TASK DETAILS => Every record below should be printed exactly as given.

** start RECORDS FOR PROCESSING **

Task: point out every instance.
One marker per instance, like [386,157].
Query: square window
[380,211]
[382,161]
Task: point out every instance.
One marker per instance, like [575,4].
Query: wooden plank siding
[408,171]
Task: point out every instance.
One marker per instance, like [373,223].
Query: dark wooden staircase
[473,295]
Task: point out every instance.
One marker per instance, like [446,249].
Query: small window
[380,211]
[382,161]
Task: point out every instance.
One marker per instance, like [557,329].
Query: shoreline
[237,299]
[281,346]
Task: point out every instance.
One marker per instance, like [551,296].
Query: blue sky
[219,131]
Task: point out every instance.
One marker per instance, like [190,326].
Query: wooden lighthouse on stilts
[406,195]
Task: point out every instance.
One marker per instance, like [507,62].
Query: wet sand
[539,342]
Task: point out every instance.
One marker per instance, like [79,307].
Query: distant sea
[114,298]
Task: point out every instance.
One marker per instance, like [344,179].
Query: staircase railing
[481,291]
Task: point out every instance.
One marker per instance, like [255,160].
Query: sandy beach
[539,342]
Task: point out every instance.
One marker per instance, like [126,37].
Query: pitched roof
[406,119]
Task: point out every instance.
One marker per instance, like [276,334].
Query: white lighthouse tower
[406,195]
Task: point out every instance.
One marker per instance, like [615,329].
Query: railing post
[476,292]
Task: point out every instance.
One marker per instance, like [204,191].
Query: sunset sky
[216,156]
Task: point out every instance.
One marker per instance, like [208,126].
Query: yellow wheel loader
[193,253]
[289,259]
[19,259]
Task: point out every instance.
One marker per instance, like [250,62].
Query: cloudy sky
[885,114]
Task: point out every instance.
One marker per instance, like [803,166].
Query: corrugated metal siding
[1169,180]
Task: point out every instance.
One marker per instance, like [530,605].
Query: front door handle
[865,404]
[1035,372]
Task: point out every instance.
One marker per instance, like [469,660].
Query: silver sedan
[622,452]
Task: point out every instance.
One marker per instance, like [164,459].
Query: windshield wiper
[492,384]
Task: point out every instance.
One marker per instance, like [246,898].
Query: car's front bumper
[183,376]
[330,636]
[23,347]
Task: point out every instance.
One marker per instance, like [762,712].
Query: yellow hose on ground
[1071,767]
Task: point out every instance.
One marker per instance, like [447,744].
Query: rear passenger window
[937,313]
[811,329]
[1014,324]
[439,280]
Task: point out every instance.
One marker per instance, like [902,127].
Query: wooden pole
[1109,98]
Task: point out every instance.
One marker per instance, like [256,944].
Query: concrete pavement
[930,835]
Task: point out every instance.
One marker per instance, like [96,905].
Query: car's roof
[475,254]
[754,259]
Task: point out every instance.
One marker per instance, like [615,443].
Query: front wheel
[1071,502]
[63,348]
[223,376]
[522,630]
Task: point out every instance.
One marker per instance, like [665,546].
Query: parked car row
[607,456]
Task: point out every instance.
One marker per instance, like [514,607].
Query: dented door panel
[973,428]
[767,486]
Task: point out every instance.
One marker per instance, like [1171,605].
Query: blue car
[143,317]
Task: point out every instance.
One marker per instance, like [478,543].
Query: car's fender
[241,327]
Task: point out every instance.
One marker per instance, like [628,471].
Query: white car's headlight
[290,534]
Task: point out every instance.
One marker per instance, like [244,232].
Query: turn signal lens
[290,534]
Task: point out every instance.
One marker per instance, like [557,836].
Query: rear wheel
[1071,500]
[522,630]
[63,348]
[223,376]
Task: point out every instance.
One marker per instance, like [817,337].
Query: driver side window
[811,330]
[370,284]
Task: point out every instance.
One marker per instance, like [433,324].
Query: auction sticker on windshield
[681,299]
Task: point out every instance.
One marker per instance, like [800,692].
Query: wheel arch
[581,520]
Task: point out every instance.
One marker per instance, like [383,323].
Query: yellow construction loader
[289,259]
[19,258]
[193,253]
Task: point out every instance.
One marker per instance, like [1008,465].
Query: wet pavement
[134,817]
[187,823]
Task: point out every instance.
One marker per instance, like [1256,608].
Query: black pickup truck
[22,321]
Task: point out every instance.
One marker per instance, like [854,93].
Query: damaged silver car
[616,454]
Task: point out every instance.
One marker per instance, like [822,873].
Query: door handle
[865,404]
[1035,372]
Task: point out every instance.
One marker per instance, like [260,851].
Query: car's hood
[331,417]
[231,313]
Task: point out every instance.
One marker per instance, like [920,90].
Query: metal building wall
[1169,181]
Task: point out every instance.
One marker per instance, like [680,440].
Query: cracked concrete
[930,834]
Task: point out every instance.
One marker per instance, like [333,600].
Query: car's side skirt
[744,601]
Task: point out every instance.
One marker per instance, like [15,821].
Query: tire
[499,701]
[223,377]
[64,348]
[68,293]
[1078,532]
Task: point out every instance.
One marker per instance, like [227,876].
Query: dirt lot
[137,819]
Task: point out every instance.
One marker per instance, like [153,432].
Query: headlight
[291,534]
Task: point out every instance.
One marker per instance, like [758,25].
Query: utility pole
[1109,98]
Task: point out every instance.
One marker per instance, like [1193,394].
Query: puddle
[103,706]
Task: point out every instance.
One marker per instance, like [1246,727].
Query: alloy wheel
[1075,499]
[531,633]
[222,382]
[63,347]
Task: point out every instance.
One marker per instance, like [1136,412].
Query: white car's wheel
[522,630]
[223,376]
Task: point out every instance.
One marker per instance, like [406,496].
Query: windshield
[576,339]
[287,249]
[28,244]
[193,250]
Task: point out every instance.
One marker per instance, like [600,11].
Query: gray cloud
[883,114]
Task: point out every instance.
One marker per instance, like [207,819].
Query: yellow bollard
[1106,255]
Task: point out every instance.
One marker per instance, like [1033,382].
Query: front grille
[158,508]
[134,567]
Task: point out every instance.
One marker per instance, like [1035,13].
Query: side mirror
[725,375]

** end RECORDS FOR PROCESSING **

ANSWER TO THE EXERCISE =>
Task: point out every instance.
One marker per instance, like [386,157].
Query: square window
[380,211]
[382,161]
Task: point out every instance.
One marker per instance, like [575,4].
Query: wooden plank siding
[408,171]
Task: point out every instance.
One marker per instance, like [373,223].
Query: dark wooden staircase
[473,295]
Task: point out every instance.
One marker per instance, like [446,249].
Query: small window
[380,211]
[382,161]
Task: point out every instance.
One marker per instance, like [557,329].
Query: shoreline
[237,299]
[281,346]
Task: point out every instance.
One marker per instance, like [551,296].
Query: blue sky
[219,131]
Task: point out every instance.
One marker per instance, like [190,326].
Query: wooden lighthouse on stilts
[406,195]
Task: point out every instance.
One marker per instance, like [507,62].
Query: wet sand
[539,342]
Task: point out every instance.
One marker per instance, like [79,307].
Query: distant sea
[114,298]
Task: point out every instance.
One marker per instance, like [344,179].
Query: staircase railing
[481,291]
Task: point out every instance.
One marker per instance, like [255,160].
Query: sandy beach
[539,342]
Task: point out every instance.
One marker per instance, like [126,37].
Query: pitched roof
[406,119]
Task: point out every instance.
One marker per instance, like [276,334].
Query: white lighthouse tower
[406,195]
Task: point out every instance.
One marker per instance, like [615,329].
Query: railing post
[476,292]
Task: point out every instance.
One marker per instance, like [204,191].
Query: sunset sky
[216,156]
Task: point out every instance.
One marker per instance, like [208,126].
Query: yellow wheel loader
[193,253]
[289,259]
[19,259]
Task: point out every instance.
One marker per instance, like [250,62].
Query: cloudy sky
[885,114]
Task: point out every instance.
One marker per instance, like [803,166].
Query: corrugated metal siding
[1169,180]
Task: point out every instance.
One marker per instance, like [530,605].
Query: front door handle
[865,404]
[1035,372]
Task: point out every instance.
One marker per instance, like [469,660].
Query: silver sedan
[622,452]
Task: point out every instance.
One marker per instance, like [164,459].
Query: windshield wiper
[492,384]
Task: point out every instance.
One marker per instance, like [246,898].
Query: car's front bumper
[183,376]
[330,636]
[23,347]
Task: point out every instance.
One marker per instance, like [762,712].
Query: yellow hose on ground
[1071,767]
Task: point out every instance.
One marker per instance, like [447,744].
Query: rear passenger window
[937,313]
[811,329]
[1014,324]
[439,280]
Task: point out every instance.
One marker per instance, like [902,127].
Query: wooden pole
[1109,98]
Task: point out every instance.
One marker per instance, like [256,944].
Query: concrete pavement
[930,835]
Task: point out every instance.
One marker per instance, like [96,905].
Query: car's roof
[475,254]
[754,259]
Task: point out every instance.
One marker per instance, like [615,443].
Query: front wheel
[1071,502]
[63,348]
[223,376]
[522,630]
Task: point out every instance.
One marker per instance, like [665,546].
Query: parked car row
[607,456]
Task: point out every instance.
One marker per instance, like [514,607].
Query: dented door panel
[973,428]
[767,486]
Task: point out every instance.
One marker per instance, like [1171,605].
Query: blue car
[143,317]
Task: point out every instance.
One marker per instance, like [478,543].
Query: car's fender
[241,327]
Task: point out every instance.
One marker per instance, like [628,471].
Query: white car's headlight
[290,534]
Task: point out every instance.
One marker per instance, like [244,232].
Query: turn signal lens
[290,534]
Task: point out every instance.
One marker per instance, like [557,836].
Query: rear wheel
[1071,500]
[522,630]
[63,348]
[223,376]
Task: point out every instance.
One marker per instance, like [817,337].
Query: driver side window
[811,330]
[370,284]
Task: point out every instance.
One marker per instance, like [433,324].
Query: auction sticker on windshield
[681,299]
Task: point out every instance.
One marker per instance, like [800,692].
Query: wheel arch
[581,520]
Task: point out every instance.
One marker per instance, like [383,323].
Query: yellow construction loader
[289,259]
[19,258]
[193,253]
Task: point out every instance.
One marker per instance, like [1008,465].
Query: wet pavement
[134,817]
[187,823]
Task: point out every instance.
One marker per instance, like [1256,608].
Query: black pickup truck
[22,321]
Task: point out every instance.
One marker per instance, like [854,93].
Query: damaged silver car
[616,454]
Task: point out every instance.
One marker per instance, like [822,873].
Query: door handle
[865,404]
[1035,372]
Task: point out every instance.
One marker per instance, like [260,851].
Query: car's hood
[331,417]
[231,313]
Task: point out every instance.
One marker per instance, like [920,90].
Query: metal building wall
[1169,181]
Task: point out every instance.
One marker per instance, like [680,440].
Query: cracked concrete
[930,834]
Task: point out every instance.
One marker per instance, like [333,600].
Query: car's side skirt
[744,601]
Task: point out every instance.
One marker per instance, like [15,821].
Query: tire
[499,701]
[223,377]
[64,348]
[68,293]
[1078,532]
Task: point out every instance.
One marker per instance, like [227,876].
Query: dirt lot
[137,819]
Task: point out every instance.
One marker per instance, like [153,432].
Query: headlight
[291,534]
Task: point out every instance.
One marker per instance, like [758,25].
Query: utility pole
[1109,98]
Task: point out every instance.
One marker per instance, like [1193,394].
Query: puddle
[103,706]
Task: point out every instance.
One marker per instance, like [1246,727].
Query: alloy wheel
[1075,499]
[531,633]
[222,382]
[63,347]
Task: point out every instance.
One marker per instance, like [1136,412].
Query: white car's wheel
[522,630]
[223,376]
Task: point out every instance.
One marker per instance, like [406,496].
Query: windshield
[576,339]
[287,249]
[28,244]
[193,250]
Task: point out every instance.
One marker per instance, like [600,11].
Query: gray cloud
[883,114]
Task: point out every instance.
One marker per instance, like [207,819].
Query: yellow bollard
[1106,255]
Task: point out every instance.
One marker per instance, like [1033,382].
Query: front grille
[158,508]
[134,567]
Task: point out every instance.
One marker per instance, like [1035,13].
Query: side mirror
[725,375]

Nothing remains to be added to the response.